Search the data below for the word "tree" and copy each line that holds it.

(DATA FOR THIS TASK)

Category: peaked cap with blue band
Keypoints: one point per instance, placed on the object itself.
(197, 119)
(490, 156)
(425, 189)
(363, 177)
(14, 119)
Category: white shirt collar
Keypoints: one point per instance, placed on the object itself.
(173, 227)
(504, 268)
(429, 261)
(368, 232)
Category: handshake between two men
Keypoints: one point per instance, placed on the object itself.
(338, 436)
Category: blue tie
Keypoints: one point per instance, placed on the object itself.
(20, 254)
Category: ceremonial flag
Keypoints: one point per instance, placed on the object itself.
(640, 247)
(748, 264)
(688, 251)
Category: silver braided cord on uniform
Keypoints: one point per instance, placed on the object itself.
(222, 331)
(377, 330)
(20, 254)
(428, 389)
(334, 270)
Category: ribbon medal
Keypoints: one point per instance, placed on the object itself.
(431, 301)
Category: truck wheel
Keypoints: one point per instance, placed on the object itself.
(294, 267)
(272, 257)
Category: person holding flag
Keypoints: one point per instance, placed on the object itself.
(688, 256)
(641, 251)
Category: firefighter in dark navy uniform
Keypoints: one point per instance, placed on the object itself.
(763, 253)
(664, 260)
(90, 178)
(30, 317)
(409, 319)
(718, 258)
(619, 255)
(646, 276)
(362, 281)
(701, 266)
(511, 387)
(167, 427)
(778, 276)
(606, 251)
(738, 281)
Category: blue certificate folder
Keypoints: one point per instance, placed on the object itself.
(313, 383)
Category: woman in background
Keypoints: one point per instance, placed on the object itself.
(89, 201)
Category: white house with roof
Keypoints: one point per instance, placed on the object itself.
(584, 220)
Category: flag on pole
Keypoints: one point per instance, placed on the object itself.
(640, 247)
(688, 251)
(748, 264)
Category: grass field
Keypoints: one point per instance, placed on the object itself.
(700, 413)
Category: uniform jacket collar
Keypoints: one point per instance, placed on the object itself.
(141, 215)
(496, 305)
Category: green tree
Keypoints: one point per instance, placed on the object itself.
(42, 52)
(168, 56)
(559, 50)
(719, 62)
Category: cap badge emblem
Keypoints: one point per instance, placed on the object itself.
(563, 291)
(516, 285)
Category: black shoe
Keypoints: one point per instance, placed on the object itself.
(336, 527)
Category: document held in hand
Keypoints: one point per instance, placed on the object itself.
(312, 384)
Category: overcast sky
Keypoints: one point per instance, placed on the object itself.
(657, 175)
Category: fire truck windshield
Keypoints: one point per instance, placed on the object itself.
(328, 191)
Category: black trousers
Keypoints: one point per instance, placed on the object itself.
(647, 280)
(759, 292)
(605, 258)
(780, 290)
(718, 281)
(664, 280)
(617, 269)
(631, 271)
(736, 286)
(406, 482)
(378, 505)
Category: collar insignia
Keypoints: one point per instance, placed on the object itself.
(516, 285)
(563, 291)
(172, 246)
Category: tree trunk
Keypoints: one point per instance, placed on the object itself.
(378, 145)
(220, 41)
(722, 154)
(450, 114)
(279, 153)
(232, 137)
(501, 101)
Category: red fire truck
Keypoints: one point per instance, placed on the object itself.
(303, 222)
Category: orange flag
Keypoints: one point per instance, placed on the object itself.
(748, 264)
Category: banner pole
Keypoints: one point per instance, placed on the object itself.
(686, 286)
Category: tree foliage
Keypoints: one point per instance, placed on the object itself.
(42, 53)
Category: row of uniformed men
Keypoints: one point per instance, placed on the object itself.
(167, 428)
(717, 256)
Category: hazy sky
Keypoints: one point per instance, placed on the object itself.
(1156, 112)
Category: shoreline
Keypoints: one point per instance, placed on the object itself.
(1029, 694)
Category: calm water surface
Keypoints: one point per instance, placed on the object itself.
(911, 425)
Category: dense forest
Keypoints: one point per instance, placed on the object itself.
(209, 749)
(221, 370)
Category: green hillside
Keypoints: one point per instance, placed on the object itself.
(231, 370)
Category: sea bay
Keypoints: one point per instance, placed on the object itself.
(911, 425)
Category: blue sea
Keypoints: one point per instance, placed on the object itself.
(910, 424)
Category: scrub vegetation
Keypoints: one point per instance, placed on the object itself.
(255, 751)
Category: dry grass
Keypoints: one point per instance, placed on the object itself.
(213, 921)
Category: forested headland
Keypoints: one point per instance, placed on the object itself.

(End DATA FOR THIS TASK)

• FINISHED EXERCISE:
Category: green tree
Category: tree trunk
Category: tree foliage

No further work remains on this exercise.